- **PROVIDED DATA**
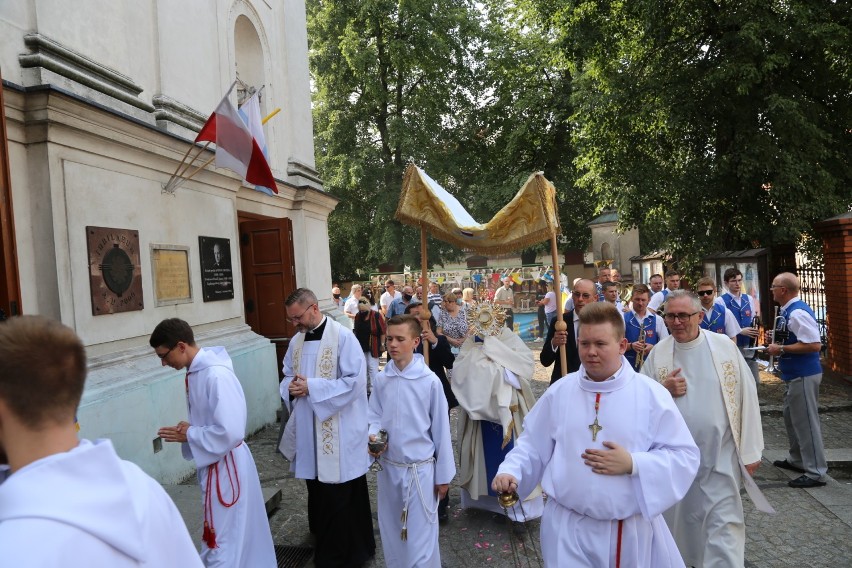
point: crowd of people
(662, 387)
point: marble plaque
(170, 267)
(217, 278)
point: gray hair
(678, 294)
(301, 296)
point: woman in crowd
(370, 329)
(467, 298)
(452, 321)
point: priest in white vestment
(491, 380)
(611, 451)
(236, 529)
(70, 502)
(325, 439)
(408, 402)
(714, 390)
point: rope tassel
(403, 536)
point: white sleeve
(732, 326)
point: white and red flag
(236, 148)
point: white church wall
(85, 154)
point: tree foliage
(711, 125)
(389, 77)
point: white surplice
(88, 507)
(410, 404)
(217, 417)
(580, 522)
(491, 380)
(721, 409)
(343, 396)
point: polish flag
(236, 148)
(250, 113)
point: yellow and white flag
(529, 218)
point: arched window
(249, 59)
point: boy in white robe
(612, 453)
(236, 529)
(68, 501)
(408, 402)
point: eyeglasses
(166, 354)
(300, 316)
(681, 317)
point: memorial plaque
(170, 267)
(115, 277)
(217, 279)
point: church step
(188, 501)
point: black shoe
(805, 482)
(784, 464)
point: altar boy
(600, 441)
(408, 402)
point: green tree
(710, 125)
(391, 79)
(522, 124)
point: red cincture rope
(618, 545)
(209, 534)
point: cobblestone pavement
(809, 529)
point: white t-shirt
(550, 306)
(386, 298)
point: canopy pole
(424, 277)
(560, 305)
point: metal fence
(812, 292)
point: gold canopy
(529, 218)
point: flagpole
(270, 115)
(424, 306)
(560, 324)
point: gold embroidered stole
(725, 370)
(327, 432)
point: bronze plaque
(115, 276)
(217, 278)
(170, 266)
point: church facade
(102, 100)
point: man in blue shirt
(745, 310)
(797, 345)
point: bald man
(797, 348)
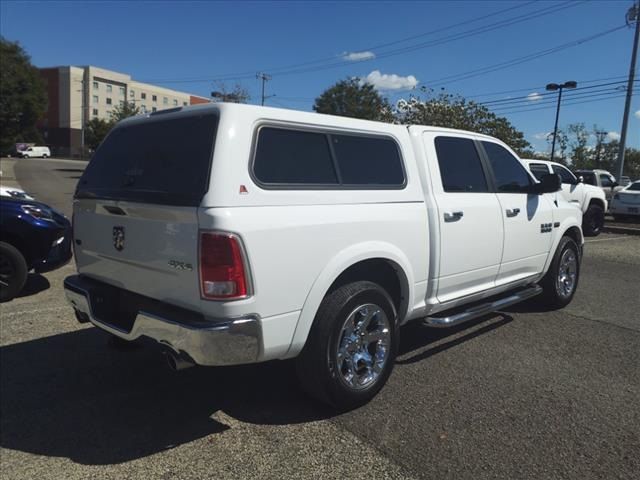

- **WORK TO BE COMPLETED**
Copy out every line of the items above without any changes, omitting the pictures.

- **EXERCISE RESPONSE**
point: crowd of people
(662, 387)
point: marble plaque
(170, 267)
(217, 278)
point: gray hair
(678, 294)
(301, 296)
point: woman in crowd
(370, 329)
(467, 298)
(452, 321)
point: priest in white vestment
(491, 380)
(611, 451)
(236, 529)
(70, 502)
(325, 439)
(408, 402)
(714, 390)
point: rope tassel
(403, 536)
point: white sleeve
(732, 326)
point: white and red flag
(236, 148)
point: white church wall
(85, 154)
point: tree foliage
(711, 125)
(389, 77)
point: white surplice
(88, 507)
(410, 404)
(217, 417)
(580, 522)
(491, 380)
(721, 409)
(343, 396)
point: polish flag
(236, 148)
(250, 113)
point: yellow and white flag
(529, 218)
point: arched window
(249, 59)
point: boy in white robe
(612, 453)
(236, 529)
(68, 501)
(408, 402)
point: eyeglasses
(166, 354)
(300, 316)
(681, 317)
point: memorial plaque
(170, 267)
(115, 277)
(217, 279)
point: church step
(188, 501)
point: black shoe
(805, 482)
(784, 464)
point: altar boy
(600, 441)
(408, 402)
point: green tree
(710, 125)
(391, 79)
(522, 124)
point: red cincture rope
(618, 545)
(209, 534)
point: cobblestone pavement
(809, 529)
point: white t-shirt
(550, 306)
(386, 298)
point: canopy pole
(424, 277)
(560, 305)
point: metal fence
(812, 292)
point: gold canopy
(529, 218)
point: flagpole
(270, 115)
(424, 306)
(560, 324)
point: gold embroidered stole
(725, 370)
(327, 432)
point: bronze plaque
(115, 276)
(217, 278)
(170, 266)
point: church facade
(102, 100)
point: man in blue shirt
(745, 310)
(797, 345)
point: bald man
(797, 348)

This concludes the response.